_Given records_.
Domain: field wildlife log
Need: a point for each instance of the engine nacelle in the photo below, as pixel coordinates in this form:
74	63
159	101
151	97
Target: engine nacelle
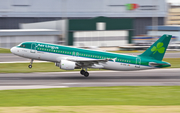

_Exercise aim_. Show all lines of the material in which the word "nacelle" can be found.

_Written answer_.
Need: a point for each instance of the engine nacelle in the photo below, as pixel coordinates in this form:
Target: engine nacelle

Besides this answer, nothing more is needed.